Вот один комик, сидевший за отдельным столом с директором симбирского театра, вдруг просиял – это он получил ангажемент, или на театральном жаргоне «кончил». (Получить ангажемент – значит «кончить». Я кончил в Казань, я кончил в Рыбинск и т. п.)
– В Симбирск? – спрашивает его один из товарищей.
– В Симбирск.
– Город хороший. Я там два сезона играл.
– Главное – дворянский, – поддакивает комик. – Настрадался уж я в Ярославле-то у Васьки Смирнова. Ты знаешь, он меня, с моим-то ростом, заставил раз Ляпунова играть.
– Что же, играл?
– Нет, жандармский полковник заступился. «Я, говорит, не позволю тебе безобразничать». А Юстиниана в «Велизарии» играл и вместо сандалий резиновые галоши надевал. То есть такой срам был – смерть! А ты посмотри, что это за антрепренер – барин, в Шевалдышевой гостинице остановился.
– А сколько?
– Семьдесят пять, два полубенефиса, парики его, две пары лаковых сапог, шляпа…
– Чего ж тебе еще!
– Ах, как я доволен! Гаврила, давай рябиновки. Губернатор, говорят, отличный человек; губернаторша почти и из театра не выходит; откупщик тоже барин, на благородных спектаклях Фамусова играет, за бенефис двадцать пять дает… То есть как я доволен!..
Трагик Хрисанф[110] пререкается с одним из антрепренеров.
– Ну, какой ты антрепренер? Что ты понимаешь в великом искусстве? Ты буфет в театре держал! Ну что ты смыслишь?
Орловский антрепренер в тоске: он не может подыскать актера, который бы сыграл Любима Торцова в комедии «Бедность не порок», только что в то время появившейся в репертуаре.
– В Коренной ярманке[111] купец собирается со всего света, пьеса нравоучительная, купеческие пороки выведены в совершенстве… Хоть сам играй!
Ввязывается Смальков.
– Я в Нижнем ставил. Некрасов играл чудесно!
– Какой же он Любим Торцов? Он маленький, его от земли не видать!
– Толщину надевал, отлично играл.
– Я тоже в Рыбинске ставил, – вмешивается Смирнов.
– Это у себя в курятнике-то? – возражает Хрисанф. – Ты бы молчал лучше. Знаешь ли ты, что играть Любима Торцова…
– Что же в нем особенного? Обыкновенный пьяный купец…
– Особенного? Я с тобой и разговаривать не хочу! Да я с тебя полтораста Ляпуновых[112] за этого пьяного купца не возьму. Ведь эту роль должен трагик играть, а он мальчишку нарядил. Понятие!
........
ЗАДАНИЕ 1 = Почему, согласно тексту о провинциальных актерах и антрепренерах, орловский антрепренер считает пьесу «Бедность не порок» подходящей для Коренной ярманки? Ответьте одним или двумя предложениями.
........
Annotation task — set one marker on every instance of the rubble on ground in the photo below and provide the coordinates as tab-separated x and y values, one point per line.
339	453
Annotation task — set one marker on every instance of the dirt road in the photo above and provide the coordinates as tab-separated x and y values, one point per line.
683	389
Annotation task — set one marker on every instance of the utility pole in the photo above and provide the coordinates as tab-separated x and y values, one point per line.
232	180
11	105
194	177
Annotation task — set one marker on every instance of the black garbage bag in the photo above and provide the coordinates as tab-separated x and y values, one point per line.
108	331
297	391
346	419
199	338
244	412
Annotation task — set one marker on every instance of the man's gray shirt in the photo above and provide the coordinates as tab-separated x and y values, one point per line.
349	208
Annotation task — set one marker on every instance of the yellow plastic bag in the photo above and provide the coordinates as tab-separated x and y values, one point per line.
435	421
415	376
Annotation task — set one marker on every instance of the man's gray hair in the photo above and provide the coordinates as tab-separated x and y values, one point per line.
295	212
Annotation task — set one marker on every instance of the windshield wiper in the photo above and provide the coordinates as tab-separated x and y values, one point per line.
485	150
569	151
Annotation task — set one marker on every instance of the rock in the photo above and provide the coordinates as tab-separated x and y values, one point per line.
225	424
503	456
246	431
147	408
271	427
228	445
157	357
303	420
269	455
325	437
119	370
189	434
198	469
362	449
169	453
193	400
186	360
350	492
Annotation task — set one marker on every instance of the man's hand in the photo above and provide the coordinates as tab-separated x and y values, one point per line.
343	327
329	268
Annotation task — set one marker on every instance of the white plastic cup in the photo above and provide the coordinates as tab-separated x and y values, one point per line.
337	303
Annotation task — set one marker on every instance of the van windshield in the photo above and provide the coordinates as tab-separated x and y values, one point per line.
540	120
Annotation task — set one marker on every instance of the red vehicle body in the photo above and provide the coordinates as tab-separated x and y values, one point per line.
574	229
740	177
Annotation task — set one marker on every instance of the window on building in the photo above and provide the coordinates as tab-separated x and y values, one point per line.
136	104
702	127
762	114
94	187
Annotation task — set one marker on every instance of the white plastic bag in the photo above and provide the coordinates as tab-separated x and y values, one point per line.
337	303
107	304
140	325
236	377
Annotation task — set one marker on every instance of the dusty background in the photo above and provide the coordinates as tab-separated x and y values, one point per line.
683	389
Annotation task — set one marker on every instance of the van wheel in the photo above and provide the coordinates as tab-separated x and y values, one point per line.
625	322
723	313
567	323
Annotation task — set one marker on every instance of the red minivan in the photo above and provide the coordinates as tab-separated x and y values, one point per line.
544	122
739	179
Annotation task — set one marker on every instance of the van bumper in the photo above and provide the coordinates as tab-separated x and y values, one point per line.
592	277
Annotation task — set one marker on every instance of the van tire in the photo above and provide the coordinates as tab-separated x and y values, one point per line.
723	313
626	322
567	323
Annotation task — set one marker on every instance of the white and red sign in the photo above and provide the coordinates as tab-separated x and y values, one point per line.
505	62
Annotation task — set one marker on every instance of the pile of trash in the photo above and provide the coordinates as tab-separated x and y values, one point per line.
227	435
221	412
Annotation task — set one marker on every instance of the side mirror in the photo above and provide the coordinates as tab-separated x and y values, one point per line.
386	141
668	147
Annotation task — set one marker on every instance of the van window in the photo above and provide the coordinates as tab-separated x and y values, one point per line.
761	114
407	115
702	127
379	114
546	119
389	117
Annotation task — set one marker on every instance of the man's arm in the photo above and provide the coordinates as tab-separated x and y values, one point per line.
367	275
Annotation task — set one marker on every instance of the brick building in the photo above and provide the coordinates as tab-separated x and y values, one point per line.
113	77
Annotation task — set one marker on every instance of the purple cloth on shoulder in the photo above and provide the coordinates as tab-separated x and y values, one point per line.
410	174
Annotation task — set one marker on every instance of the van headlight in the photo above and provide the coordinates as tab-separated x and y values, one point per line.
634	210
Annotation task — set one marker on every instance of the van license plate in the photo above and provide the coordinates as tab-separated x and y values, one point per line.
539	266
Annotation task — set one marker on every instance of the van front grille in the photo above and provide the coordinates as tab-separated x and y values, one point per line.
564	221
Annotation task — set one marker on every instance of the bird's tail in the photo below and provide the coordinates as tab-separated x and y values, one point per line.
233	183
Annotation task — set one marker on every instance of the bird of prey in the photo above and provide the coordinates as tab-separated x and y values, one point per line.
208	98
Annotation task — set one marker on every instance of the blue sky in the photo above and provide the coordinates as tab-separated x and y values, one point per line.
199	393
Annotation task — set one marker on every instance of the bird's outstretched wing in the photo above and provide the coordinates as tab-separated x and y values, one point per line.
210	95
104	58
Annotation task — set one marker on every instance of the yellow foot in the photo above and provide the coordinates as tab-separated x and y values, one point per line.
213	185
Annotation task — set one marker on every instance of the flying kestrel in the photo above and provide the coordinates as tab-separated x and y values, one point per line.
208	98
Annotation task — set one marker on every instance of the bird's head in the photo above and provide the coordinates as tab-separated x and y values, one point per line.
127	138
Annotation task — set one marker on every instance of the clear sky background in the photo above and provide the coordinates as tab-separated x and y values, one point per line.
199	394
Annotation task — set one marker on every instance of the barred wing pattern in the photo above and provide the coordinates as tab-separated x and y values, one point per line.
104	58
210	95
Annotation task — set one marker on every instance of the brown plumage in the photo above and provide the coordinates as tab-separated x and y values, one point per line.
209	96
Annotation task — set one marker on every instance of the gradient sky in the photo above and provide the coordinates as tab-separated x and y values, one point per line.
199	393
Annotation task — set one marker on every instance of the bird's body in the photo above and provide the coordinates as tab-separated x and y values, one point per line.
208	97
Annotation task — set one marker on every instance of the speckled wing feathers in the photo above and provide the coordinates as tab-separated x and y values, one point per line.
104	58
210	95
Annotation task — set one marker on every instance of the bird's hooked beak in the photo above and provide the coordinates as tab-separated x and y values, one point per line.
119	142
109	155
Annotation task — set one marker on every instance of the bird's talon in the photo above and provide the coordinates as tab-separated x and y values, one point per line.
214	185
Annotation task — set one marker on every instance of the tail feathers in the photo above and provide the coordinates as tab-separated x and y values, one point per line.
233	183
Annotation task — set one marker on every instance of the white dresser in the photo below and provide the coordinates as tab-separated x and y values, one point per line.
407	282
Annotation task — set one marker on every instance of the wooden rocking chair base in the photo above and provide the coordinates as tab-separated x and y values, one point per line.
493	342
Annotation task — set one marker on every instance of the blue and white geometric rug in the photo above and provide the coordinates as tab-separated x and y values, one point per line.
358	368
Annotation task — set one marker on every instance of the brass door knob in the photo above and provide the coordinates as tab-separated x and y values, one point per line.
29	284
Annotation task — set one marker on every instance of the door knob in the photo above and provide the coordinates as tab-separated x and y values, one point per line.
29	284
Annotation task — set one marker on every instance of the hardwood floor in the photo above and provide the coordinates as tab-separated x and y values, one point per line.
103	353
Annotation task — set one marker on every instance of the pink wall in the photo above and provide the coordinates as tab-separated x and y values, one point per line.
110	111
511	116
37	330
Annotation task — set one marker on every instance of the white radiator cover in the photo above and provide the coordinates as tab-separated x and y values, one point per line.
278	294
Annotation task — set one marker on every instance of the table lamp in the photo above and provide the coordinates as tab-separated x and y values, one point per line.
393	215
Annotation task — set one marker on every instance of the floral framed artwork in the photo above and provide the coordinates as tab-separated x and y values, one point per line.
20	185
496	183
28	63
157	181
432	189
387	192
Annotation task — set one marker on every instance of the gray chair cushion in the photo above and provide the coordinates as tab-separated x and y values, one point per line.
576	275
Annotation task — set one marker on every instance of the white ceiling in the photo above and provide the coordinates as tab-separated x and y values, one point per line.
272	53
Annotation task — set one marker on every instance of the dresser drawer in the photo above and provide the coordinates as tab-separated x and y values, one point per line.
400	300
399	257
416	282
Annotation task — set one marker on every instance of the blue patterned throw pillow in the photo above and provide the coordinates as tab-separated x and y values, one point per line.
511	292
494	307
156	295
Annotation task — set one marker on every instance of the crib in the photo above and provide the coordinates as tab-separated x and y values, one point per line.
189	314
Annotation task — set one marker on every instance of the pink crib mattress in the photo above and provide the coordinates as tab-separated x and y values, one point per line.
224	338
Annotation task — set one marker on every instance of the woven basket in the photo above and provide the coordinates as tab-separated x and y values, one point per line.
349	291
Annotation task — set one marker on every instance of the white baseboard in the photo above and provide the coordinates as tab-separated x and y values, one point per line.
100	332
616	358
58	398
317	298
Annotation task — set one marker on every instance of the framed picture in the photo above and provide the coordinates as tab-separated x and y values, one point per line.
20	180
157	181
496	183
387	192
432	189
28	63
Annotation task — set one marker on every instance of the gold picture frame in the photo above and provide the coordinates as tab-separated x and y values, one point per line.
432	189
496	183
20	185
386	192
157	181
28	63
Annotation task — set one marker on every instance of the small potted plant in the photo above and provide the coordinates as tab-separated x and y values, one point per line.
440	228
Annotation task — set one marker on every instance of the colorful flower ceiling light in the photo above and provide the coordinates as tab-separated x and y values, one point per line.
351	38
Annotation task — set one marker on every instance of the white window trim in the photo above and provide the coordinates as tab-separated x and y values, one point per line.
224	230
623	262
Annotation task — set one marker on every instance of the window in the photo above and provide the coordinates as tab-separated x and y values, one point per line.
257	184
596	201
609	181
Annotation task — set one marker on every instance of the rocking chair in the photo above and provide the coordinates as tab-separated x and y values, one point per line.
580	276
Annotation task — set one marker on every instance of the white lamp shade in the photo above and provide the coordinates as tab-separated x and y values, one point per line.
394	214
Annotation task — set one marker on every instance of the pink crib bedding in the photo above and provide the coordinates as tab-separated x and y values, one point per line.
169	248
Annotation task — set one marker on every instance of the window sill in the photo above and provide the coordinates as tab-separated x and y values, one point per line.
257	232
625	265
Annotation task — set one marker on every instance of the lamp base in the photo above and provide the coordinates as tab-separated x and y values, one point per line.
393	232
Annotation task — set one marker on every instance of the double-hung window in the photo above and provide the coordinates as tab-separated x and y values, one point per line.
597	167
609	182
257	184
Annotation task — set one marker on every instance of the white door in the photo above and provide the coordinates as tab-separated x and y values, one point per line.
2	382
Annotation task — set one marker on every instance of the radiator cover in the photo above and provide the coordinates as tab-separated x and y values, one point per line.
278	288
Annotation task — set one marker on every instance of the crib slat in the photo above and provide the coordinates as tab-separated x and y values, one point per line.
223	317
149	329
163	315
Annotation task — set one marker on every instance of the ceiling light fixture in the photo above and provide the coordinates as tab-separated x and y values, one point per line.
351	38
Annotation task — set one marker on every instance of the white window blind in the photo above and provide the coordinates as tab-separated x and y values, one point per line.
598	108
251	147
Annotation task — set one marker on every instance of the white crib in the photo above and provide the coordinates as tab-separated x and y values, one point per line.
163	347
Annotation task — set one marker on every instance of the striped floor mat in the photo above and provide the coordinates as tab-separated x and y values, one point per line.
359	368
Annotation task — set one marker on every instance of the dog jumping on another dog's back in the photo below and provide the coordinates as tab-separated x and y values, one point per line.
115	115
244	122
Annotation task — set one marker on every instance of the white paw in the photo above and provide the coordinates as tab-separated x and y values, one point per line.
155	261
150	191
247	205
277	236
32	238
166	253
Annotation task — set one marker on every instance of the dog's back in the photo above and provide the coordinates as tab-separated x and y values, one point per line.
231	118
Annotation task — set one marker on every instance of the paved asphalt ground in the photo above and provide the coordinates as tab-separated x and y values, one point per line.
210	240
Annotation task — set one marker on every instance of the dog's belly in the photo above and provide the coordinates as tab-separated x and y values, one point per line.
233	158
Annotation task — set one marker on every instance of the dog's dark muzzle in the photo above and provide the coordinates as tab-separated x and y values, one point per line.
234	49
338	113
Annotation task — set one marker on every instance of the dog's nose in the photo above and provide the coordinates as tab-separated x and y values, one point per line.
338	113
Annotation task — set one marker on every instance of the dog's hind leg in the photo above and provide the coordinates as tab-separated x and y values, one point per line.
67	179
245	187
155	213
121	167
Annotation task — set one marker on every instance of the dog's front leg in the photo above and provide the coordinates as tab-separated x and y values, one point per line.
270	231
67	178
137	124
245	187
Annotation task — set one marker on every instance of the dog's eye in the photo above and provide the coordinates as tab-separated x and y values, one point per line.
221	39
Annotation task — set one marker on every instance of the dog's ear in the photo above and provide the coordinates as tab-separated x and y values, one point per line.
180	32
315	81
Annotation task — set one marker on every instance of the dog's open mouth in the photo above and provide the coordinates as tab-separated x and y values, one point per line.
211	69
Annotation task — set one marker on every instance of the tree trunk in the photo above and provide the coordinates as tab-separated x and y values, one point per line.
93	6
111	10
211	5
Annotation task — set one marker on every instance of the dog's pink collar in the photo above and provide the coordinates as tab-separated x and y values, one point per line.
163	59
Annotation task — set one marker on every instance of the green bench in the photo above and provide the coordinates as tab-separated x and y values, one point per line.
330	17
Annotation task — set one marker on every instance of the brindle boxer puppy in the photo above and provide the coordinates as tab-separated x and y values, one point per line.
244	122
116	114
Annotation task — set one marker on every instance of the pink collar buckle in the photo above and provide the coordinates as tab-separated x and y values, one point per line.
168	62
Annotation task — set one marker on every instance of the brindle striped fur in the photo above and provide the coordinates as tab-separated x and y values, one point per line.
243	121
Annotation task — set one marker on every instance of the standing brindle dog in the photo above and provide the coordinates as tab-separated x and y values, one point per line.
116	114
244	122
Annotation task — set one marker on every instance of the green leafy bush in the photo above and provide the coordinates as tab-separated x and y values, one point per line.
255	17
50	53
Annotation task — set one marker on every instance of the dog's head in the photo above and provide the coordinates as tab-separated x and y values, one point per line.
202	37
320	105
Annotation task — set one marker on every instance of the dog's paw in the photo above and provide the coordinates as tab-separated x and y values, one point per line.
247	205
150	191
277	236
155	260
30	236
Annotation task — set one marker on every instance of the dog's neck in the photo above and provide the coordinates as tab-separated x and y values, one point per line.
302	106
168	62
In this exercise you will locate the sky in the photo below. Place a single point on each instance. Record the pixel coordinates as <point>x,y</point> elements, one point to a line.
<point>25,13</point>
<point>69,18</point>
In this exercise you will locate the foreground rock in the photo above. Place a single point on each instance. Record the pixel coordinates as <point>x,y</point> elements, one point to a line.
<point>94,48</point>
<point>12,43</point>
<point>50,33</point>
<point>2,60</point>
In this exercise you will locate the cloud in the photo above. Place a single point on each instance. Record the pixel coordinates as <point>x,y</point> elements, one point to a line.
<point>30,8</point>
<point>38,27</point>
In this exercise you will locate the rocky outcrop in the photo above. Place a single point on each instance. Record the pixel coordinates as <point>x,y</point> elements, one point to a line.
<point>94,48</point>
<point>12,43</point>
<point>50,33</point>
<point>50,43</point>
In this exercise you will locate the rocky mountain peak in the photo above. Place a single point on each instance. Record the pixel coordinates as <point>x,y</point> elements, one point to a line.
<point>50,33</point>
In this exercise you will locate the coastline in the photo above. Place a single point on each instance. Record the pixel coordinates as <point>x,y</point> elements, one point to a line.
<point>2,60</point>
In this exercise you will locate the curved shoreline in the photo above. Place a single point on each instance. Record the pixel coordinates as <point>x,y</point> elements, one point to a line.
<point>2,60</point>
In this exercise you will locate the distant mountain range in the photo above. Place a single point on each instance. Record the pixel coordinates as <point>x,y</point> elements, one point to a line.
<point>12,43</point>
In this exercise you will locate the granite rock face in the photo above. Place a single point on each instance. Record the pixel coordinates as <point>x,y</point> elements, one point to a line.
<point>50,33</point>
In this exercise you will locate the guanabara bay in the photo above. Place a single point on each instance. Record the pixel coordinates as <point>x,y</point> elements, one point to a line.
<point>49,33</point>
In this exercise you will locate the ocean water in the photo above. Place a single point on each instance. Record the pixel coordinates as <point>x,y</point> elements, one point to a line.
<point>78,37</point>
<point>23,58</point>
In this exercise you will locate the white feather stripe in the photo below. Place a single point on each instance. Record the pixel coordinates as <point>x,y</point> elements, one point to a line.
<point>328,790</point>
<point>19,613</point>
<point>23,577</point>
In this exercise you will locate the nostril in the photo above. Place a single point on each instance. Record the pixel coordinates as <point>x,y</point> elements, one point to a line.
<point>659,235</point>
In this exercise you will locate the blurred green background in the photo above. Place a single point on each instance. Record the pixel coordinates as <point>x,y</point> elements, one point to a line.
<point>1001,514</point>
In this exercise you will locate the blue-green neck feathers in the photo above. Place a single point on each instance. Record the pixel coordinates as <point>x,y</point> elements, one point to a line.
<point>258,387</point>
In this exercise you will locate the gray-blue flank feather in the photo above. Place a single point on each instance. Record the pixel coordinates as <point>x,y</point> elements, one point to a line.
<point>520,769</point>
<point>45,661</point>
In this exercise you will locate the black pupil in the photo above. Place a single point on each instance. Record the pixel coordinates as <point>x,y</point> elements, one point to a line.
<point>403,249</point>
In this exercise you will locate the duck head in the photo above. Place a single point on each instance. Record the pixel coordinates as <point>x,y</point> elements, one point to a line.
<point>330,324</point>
........
ЗАДАНИЕ 2 = Отфильтруйте записи: выпишите каждую строку записей, в которой встречается слово «license», с учетом регистра букв.

ПОЛНЫЙ ОТВЕТ 1 = На Коренную ярманку съезжаются купцы со всего света. Пьеса нравоучительная, и купеческие пороки выведены в ней в совершенстве.

ПОЛНЫЙ ОТВЕТ 2 =
Annotation task — set one marker on every instance of the van license plate in the photo above and provide the coordinates as tab-separated x and y values, one point per line.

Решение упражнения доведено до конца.